* start EXERCISE INPUT *
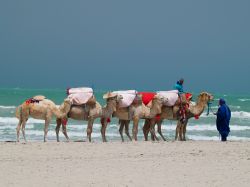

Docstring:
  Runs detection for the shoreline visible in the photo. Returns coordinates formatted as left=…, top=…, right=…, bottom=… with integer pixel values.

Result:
left=0, top=141, right=250, bottom=186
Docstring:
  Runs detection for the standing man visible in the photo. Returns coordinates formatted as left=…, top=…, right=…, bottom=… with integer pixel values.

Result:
left=174, top=78, right=186, bottom=123
left=216, top=99, right=231, bottom=141
left=174, top=78, right=184, bottom=94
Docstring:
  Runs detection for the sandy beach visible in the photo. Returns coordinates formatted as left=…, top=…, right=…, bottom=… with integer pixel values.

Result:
left=0, top=141, right=250, bottom=186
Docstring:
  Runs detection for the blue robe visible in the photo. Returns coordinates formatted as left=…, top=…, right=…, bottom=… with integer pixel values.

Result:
left=216, top=101, right=231, bottom=137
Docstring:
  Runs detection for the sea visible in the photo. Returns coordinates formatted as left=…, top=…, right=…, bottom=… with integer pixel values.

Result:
left=0, top=88, right=250, bottom=142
* end EXERCISE INPUT *
Copy all of the material above word for word, leaving out the pictures.

RESULT:
Docstring:
  Runs detection for the shoreline visible in the photo. Returns coordinates formatted as left=…, top=…, right=…, bottom=… with integer pixel values.

Result:
left=0, top=141, right=250, bottom=186
Docstring:
  Runs detection for the standing man visible in the photo. Returns coordinates formatted as left=…, top=…, right=…, bottom=… with integer pixel values.

Result:
left=174, top=78, right=186, bottom=123
left=216, top=99, right=231, bottom=141
left=174, top=78, right=184, bottom=94
Docstring:
  Runs detection for the sandy beach visible in the photo. Returns coordinates formatted as left=…, top=…, right=…, bottom=… with integer pixel values.

Result:
left=0, top=141, right=250, bottom=186
Docstring:
  Runs detection for the blue robe visible in the photo. Returns coordinates formatted as left=…, top=…, right=…, bottom=… with integer pixel values.

Result:
left=216, top=101, right=231, bottom=137
Docstring:
  Runs detection for the sea visible in the photo. Returns coordinates formatted as left=…, top=…, right=…, bottom=… with integer pixel values.

Result:
left=0, top=88, right=250, bottom=142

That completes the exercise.